What you should do — Reproduce the lines below word for word, leaving out the pictures.

(Photo-based point labeling data)
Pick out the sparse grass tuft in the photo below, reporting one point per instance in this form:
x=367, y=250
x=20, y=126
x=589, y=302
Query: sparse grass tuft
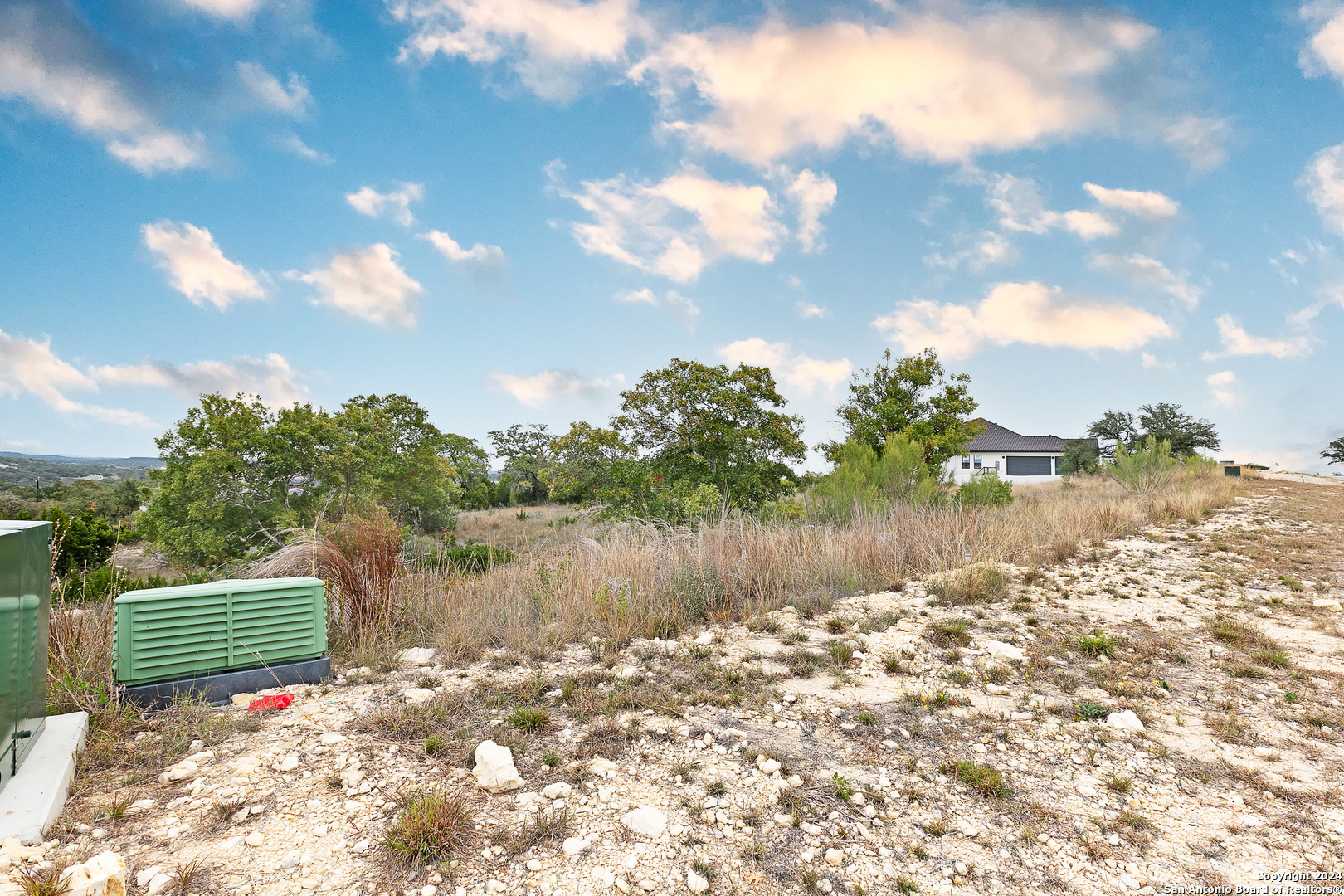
x=986, y=779
x=435, y=825
x=1089, y=711
x=1097, y=644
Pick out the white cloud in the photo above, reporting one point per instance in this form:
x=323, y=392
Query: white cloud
x=290, y=143
x=1237, y=342
x=988, y=249
x=368, y=284
x=546, y=386
x=56, y=67
x=236, y=10
x=1142, y=270
x=682, y=308
x=1224, y=386
x=477, y=254
x=272, y=377
x=485, y=265
x=268, y=90
x=546, y=42
x=1199, y=140
x=32, y=367
x=791, y=368
x=937, y=86
x=678, y=226
x=1324, y=179
x=815, y=195
x=1089, y=225
x=1324, y=51
x=1030, y=314
x=397, y=203
x=1149, y=204
x=195, y=265
x=1020, y=207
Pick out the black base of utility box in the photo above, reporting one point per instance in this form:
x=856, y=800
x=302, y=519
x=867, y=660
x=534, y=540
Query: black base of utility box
x=218, y=688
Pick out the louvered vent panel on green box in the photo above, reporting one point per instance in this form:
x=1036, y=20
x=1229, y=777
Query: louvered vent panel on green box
x=194, y=631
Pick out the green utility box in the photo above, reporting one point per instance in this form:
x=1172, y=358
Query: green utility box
x=221, y=637
x=24, y=603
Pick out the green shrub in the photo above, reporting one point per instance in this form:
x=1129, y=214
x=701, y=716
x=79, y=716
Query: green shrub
x=1089, y=711
x=984, y=489
x=1079, y=457
x=1148, y=468
x=867, y=480
x=475, y=559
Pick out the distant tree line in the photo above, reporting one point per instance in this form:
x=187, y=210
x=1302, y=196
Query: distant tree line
x=689, y=440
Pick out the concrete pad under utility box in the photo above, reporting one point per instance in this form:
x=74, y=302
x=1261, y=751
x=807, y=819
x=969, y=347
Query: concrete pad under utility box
x=37, y=794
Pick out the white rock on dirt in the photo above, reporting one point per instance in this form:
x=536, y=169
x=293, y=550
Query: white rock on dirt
x=1125, y=720
x=494, y=770
x=417, y=655
x=417, y=694
x=1003, y=652
x=647, y=821
x=104, y=874
x=179, y=772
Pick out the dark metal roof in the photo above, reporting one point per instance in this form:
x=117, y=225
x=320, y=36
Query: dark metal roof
x=997, y=438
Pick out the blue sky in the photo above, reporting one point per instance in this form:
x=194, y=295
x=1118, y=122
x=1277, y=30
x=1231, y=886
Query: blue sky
x=513, y=208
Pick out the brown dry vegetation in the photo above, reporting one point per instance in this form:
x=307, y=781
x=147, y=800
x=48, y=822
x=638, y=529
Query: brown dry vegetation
x=619, y=582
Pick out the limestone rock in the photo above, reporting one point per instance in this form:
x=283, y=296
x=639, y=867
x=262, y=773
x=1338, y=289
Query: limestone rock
x=1003, y=652
x=494, y=770
x=104, y=874
x=645, y=820
x=183, y=768
x=417, y=655
x=1125, y=720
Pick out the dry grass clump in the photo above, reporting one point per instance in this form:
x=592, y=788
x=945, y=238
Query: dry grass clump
x=435, y=825
x=648, y=581
x=360, y=562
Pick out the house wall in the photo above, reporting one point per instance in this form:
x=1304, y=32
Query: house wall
x=960, y=475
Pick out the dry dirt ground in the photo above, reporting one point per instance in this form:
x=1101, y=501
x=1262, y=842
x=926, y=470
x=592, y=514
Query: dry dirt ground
x=964, y=733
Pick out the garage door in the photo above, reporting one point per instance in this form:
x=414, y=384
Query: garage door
x=1029, y=466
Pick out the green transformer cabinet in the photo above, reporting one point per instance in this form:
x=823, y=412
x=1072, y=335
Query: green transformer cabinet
x=24, y=603
x=221, y=637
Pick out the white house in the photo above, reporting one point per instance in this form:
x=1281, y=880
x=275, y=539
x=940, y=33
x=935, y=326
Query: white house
x=1014, y=457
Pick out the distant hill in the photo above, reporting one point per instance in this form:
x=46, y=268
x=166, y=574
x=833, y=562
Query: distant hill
x=22, y=469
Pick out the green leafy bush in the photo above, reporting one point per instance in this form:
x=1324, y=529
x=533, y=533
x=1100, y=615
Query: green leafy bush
x=475, y=559
x=864, y=479
x=1148, y=468
x=984, y=489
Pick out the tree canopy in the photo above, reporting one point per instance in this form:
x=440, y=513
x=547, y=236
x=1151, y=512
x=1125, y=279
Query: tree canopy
x=910, y=397
x=1166, y=422
x=704, y=425
x=238, y=475
x=1333, y=453
x=526, y=453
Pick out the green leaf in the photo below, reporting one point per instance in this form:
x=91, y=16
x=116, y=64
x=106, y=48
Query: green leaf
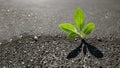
x=89, y=28
x=67, y=27
x=72, y=35
x=79, y=18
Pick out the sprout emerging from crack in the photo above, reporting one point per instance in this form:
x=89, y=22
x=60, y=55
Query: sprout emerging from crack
x=79, y=30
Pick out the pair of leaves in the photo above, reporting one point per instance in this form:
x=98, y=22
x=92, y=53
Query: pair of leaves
x=79, y=20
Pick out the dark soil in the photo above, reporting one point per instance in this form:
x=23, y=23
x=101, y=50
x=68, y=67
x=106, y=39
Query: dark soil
x=52, y=52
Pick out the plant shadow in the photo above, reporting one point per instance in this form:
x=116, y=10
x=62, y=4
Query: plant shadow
x=75, y=52
x=92, y=49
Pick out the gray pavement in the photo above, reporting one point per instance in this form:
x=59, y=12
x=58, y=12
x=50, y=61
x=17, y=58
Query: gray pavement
x=44, y=16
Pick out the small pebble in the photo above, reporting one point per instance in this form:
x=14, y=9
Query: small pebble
x=100, y=40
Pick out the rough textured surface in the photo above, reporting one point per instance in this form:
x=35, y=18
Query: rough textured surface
x=44, y=16
x=51, y=52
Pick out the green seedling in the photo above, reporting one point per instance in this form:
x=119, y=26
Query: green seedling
x=79, y=30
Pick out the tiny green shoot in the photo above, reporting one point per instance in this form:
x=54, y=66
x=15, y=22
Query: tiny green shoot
x=79, y=29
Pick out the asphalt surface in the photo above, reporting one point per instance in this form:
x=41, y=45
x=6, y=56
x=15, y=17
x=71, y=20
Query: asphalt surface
x=22, y=21
x=44, y=16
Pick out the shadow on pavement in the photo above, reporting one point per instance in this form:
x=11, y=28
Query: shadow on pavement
x=87, y=47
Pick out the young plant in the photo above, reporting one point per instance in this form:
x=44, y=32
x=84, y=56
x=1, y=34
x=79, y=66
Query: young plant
x=79, y=30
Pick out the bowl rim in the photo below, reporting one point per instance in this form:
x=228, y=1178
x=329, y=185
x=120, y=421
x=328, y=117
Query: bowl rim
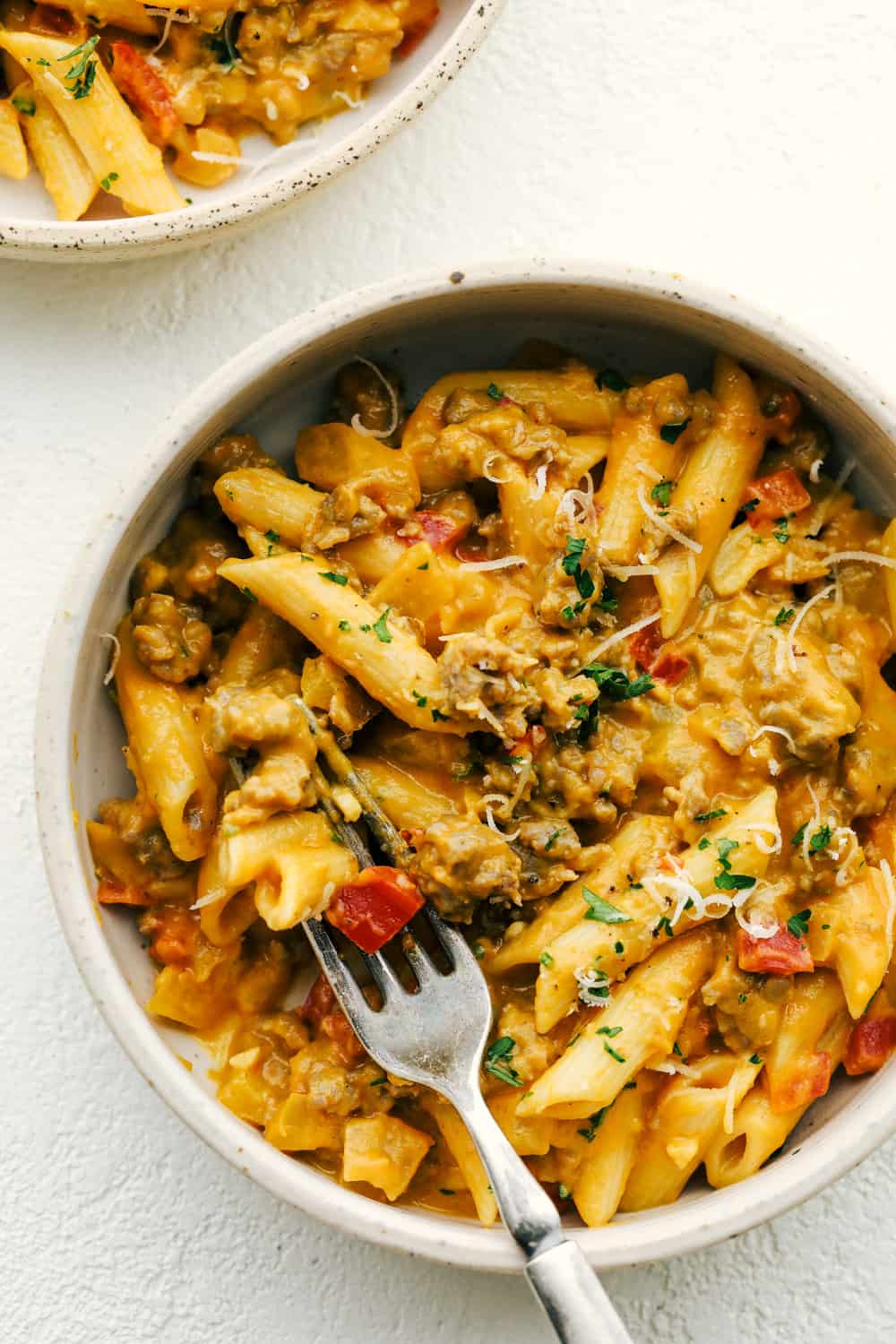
x=129, y=238
x=852, y=1134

Response to the task —
Pick out the sparse grass tuft in the photo below, reporting one point per instance in this form:
x=367, y=250
x=20, y=126
x=589, y=302
Query: sparse grass tuft
x=986, y=779
x=435, y=825
x=1089, y=711
x=1097, y=644
Pick out the white cloud in the photo above, reporting one point per instance in this form:
x=323, y=392
Query: white cloud
x=290, y=143
x=1237, y=342
x=988, y=249
x=368, y=284
x=546, y=386
x=56, y=67
x=236, y=10
x=1142, y=270
x=682, y=308
x=1224, y=386
x=477, y=254
x=272, y=377
x=485, y=265
x=268, y=90
x=546, y=42
x=1199, y=140
x=32, y=367
x=791, y=368
x=937, y=86
x=678, y=226
x=1324, y=179
x=815, y=195
x=1089, y=225
x=1324, y=51
x=1030, y=314
x=397, y=203
x=1149, y=204
x=195, y=265
x=1020, y=207
Pick out the black base of utility box in the photo above, reporting one point per instance in this form:
x=856, y=800
x=302, y=519
x=867, y=660
x=534, y=540
Query: black base of utility box
x=218, y=688
Pick out the louvered vent panel on green box in the photo above, reporting one point per instance in this form:
x=1036, y=20
x=1229, y=777
Query: louvered vent panel on green box
x=194, y=631
Pick out the green utility box in the photo above, reporting one point per instance in this form:
x=1172, y=358
Query: green utility box
x=221, y=637
x=24, y=603
Pick out the green shrub in the photo above, reporting one point per instance in this form:
x=1129, y=214
x=701, y=716
x=79, y=716
Query: green shrub
x=1089, y=711
x=984, y=489
x=1079, y=457
x=1148, y=468
x=867, y=480
x=475, y=559
Pick out the distant tree line in the photo above, reporting one point per instance in this form:
x=187, y=210
x=1302, y=196
Query: distant tree line
x=689, y=440
Pick out the concrete pad under utility box in the photo above, reporting one point per instance in this form:
x=74, y=302
x=1261, y=751
x=807, y=819
x=969, y=347
Query: concrete pad under utility box
x=37, y=794
Pick out the white rock on dirt in the photo above, reporting one point per instance in this form:
x=536, y=169
x=293, y=550
Query: white rock on dirt
x=1125, y=720
x=494, y=770
x=417, y=655
x=417, y=694
x=1003, y=652
x=647, y=821
x=104, y=874
x=179, y=772
Pick out the dark metal roof in the photo above, reporting one point per instance in this form:
x=117, y=225
x=320, y=36
Query: dark metal roof
x=997, y=438
Pick out the blue sky in the photo above, reporting one point per instance in this form:
x=194, y=295
x=1118, y=122
x=1277, y=30
x=1231, y=886
Query: blue sky
x=513, y=208
Pick out the brown dry vegetation in the photo above, reporting one point per instance in this form:
x=307, y=781
x=147, y=800
x=48, y=822
x=638, y=529
Query: brown dry vegetation
x=619, y=582
Pick out the limestone rock in the photo above, reporting one point per instance in this form:
x=283, y=296
x=639, y=867
x=262, y=773
x=1338, y=289
Query: limestone rock
x=1003, y=652
x=494, y=770
x=104, y=874
x=645, y=820
x=183, y=768
x=417, y=655
x=1125, y=720
Pick out the dry grass clump in the photo above, reporting one point per instance in this form:
x=592, y=788
x=945, y=238
Query: dry grass clump
x=435, y=825
x=648, y=581
x=360, y=562
Pick out the house wall in the photo above, reporting one point per instance in this form:
x=1304, y=32
Query: house wall
x=960, y=475
Pick out the dry dirt ground in the photo above, reporting one point per instance in this form:
x=1101, y=501
x=1262, y=842
x=926, y=470
x=592, y=514
Query: dry dirt ground
x=964, y=733
Pick out the garage door in the photo above, reporting one point per instance in this form:
x=414, y=384
Query: garage door
x=1029, y=466
Pick out the green transformer cabinet in the photo above, reporting one point per instance in this form:
x=823, y=412
x=1072, y=335
Query: green transformer cabinet
x=24, y=603
x=221, y=637
Pick out the white house in the photo above, reporting one point per instance in this form:
x=1281, y=880
x=275, y=539
x=940, y=33
x=935, y=326
Query: white house
x=1014, y=457
Pick out the distant hill in the photo above, reporting one point per instance in this form:
x=46, y=268
x=166, y=574
x=833, y=562
Query: distant hill
x=22, y=469
Pick out the green leafy bush in the photo above, reporting one point per instance in this form:
x=1324, y=529
x=533, y=533
x=1100, y=615
Query: green leafy bush
x=475, y=559
x=864, y=479
x=1148, y=468
x=984, y=489
Pick out the tree canopy in the photo above, reporting one point per instance in this form:
x=440, y=513
x=547, y=236
x=1151, y=512
x=1125, y=279
Query: tree canopy
x=910, y=397
x=1166, y=422
x=704, y=425
x=238, y=475
x=1333, y=453
x=526, y=453
Pick out the green leaf in the photo below, reporting one point per instance in this form:
x=91, y=16
x=116, y=64
x=106, y=48
Query: green leaf
x=89, y=28
x=67, y=27
x=72, y=35
x=79, y=18
Pick out the sprout emerging from crack in the photo above, reporting one point per instance in this form:
x=89, y=22
x=60, y=55
Query: sprout emerging from crack
x=79, y=30
Pick out the pair of leaves in the photo above, reporting one point per instance in this form:
x=98, y=22
x=92, y=53
Query: pair of leaves
x=79, y=20
Pick out the dark soil in the photo above, reporting one point per instance in this form:
x=23, y=23
x=101, y=50
x=68, y=67
x=106, y=39
Query: dark soil
x=52, y=52
Pick out the plant shadow in the photo above, reporting one point per instance in this form:
x=116, y=10
x=62, y=4
Query: plant shadow
x=75, y=52
x=92, y=49
Pick out the gray pavement in the photo above, reporting one point per instance in this form:
x=59, y=12
x=58, y=12
x=50, y=61
x=17, y=58
Query: gray pavement
x=44, y=16
Pick out the small pebble in the photo above, reporting one point per instance in this form:
x=14, y=9
Query: small pebble
x=100, y=40
Pick out the rough textured surface in the photo above, reporting one point per instance in this form:
x=35, y=18
Query: rough textured surface
x=44, y=16
x=51, y=52
Pick out the green seedling in the photo above, reporting one point per instance in this form:
x=119, y=26
Query: green seedling
x=79, y=30
Pick out the tiny green shoot in the photo above, reporting one point per instance in this form:
x=54, y=66
x=15, y=22
Query: tiny green shoot
x=79, y=29
Pick out the asphalt surface in the photo above, reporting one point per instance in this form:
x=41, y=45
x=6, y=56
x=15, y=17
x=71, y=20
Query: asphalt surface
x=22, y=21
x=44, y=16
Pick out the shadow on pavement in the photo above, reporting one point per instance in this form:
x=11, y=28
Query: shadow on pavement
x=87, y=47
Pick out the young plant in the photo above, reporting one point per instance in this form:
x=44, y=32
x=84, y=56
x=1, y=34
x=79, y=66
Query: young plant
x=79, y=30
Pick out the bowl rim in the photo below, reporting one point per instance in this form:
x=228, y=1178
x=329, y=185
x=120, y=421
x=328, y=117
Query: bowl rim
x=129, y=238
x=852, y=1134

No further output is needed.